» Point annotation records
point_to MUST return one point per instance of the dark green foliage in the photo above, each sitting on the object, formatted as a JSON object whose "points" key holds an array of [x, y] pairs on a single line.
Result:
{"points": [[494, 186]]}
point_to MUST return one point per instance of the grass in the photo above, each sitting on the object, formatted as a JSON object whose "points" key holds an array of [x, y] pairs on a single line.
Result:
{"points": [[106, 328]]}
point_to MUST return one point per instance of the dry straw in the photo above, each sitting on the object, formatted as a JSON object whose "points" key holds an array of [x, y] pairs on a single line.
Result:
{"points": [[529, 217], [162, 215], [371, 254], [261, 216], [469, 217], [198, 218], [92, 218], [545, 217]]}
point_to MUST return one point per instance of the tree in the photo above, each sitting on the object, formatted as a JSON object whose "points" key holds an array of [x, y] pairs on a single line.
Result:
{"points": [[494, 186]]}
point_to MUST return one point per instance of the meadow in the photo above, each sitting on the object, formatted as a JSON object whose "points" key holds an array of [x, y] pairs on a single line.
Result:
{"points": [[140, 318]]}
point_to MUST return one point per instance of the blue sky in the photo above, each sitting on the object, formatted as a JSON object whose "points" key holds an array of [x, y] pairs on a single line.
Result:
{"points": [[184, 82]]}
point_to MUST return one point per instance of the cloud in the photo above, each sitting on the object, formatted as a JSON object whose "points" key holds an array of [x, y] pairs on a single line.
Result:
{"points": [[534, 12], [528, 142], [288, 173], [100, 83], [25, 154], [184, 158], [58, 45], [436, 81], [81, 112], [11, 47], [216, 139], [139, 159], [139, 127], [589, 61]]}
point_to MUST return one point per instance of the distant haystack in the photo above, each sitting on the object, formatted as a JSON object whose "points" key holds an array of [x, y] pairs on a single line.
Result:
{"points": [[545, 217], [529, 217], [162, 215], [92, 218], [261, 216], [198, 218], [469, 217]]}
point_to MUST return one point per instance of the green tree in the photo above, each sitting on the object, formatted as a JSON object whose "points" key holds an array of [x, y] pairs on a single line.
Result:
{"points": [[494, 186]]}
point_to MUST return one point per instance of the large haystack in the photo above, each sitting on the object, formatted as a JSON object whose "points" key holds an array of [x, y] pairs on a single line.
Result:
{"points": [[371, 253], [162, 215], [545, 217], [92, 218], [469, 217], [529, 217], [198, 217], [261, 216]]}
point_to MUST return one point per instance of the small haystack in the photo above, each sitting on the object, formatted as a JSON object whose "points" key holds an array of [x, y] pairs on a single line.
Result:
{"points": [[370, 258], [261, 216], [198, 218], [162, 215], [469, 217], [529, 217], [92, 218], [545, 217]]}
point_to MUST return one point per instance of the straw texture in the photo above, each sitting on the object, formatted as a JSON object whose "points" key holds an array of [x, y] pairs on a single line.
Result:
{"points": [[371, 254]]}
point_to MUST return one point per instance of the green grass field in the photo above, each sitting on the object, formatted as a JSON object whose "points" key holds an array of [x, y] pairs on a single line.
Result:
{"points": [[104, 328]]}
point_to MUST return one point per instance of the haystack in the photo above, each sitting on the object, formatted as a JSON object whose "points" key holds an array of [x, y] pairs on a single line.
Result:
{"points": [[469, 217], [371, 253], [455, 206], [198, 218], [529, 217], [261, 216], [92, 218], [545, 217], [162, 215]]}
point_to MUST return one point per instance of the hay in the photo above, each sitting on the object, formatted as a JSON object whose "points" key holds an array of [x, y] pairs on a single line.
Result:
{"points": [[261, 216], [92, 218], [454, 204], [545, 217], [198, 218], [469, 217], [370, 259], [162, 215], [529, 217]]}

--

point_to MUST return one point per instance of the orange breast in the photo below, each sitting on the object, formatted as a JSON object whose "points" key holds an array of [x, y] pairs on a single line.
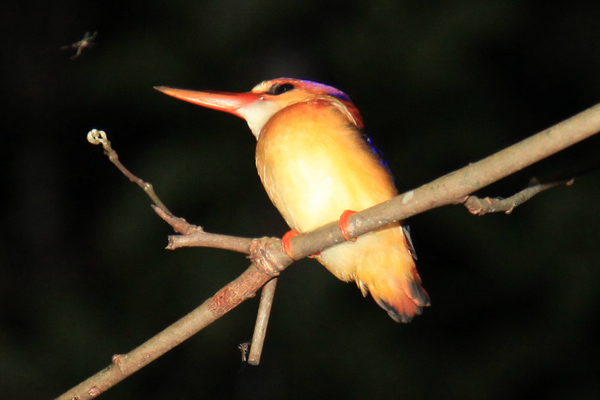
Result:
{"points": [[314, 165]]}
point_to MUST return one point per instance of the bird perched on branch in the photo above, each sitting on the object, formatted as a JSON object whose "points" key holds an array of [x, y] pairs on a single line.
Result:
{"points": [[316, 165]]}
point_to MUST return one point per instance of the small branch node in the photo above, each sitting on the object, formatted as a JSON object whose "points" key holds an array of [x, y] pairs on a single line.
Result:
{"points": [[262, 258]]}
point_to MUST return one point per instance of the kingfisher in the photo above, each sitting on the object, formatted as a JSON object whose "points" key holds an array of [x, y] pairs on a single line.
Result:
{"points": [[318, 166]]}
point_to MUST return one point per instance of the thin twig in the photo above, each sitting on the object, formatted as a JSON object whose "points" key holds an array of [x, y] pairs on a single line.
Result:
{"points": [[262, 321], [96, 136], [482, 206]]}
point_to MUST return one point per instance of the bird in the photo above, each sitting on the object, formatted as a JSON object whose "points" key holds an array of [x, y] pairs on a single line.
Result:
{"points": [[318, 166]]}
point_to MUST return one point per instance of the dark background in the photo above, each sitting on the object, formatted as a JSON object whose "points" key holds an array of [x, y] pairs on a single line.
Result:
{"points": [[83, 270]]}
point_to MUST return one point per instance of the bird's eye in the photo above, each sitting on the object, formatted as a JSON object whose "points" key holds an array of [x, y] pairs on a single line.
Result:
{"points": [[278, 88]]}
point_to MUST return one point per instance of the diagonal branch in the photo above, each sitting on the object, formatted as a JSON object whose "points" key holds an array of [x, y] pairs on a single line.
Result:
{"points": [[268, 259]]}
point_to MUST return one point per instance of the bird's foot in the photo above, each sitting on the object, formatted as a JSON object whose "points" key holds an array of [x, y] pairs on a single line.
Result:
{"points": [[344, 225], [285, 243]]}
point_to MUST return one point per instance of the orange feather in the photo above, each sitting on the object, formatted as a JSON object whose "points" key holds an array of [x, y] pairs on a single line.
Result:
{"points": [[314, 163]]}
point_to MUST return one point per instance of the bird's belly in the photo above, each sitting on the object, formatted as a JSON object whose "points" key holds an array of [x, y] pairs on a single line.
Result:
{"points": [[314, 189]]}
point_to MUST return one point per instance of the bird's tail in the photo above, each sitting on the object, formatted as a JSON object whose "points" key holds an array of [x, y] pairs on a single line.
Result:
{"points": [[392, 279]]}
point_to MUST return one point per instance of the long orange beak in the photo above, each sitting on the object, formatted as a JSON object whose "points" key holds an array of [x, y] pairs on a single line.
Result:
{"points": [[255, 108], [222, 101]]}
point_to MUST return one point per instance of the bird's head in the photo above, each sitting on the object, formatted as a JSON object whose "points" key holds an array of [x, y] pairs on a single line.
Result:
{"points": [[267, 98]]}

--

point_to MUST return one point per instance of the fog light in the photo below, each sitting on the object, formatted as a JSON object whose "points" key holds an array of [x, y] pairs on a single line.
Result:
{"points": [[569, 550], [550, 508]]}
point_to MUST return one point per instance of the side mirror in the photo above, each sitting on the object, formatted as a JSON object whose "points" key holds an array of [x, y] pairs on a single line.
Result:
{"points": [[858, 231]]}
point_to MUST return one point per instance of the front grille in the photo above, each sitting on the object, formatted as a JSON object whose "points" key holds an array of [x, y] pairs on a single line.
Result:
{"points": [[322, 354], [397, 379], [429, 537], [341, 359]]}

» What needs to be done
List every line in the records above that contains the string "tree", with case counting.

» Finished answer
point_to MUST return one point per instance of the tree in the photo above, each sitting on the object, formatted as a JSON object whose "points" key holds an array of [x, y] pairs on a single line.
point_to MUST return one point per instance of the green tree in the photo above, each sitting on the object, formatted as a JSON object whose "points" key holds an array of [x, y] pairs on a single line.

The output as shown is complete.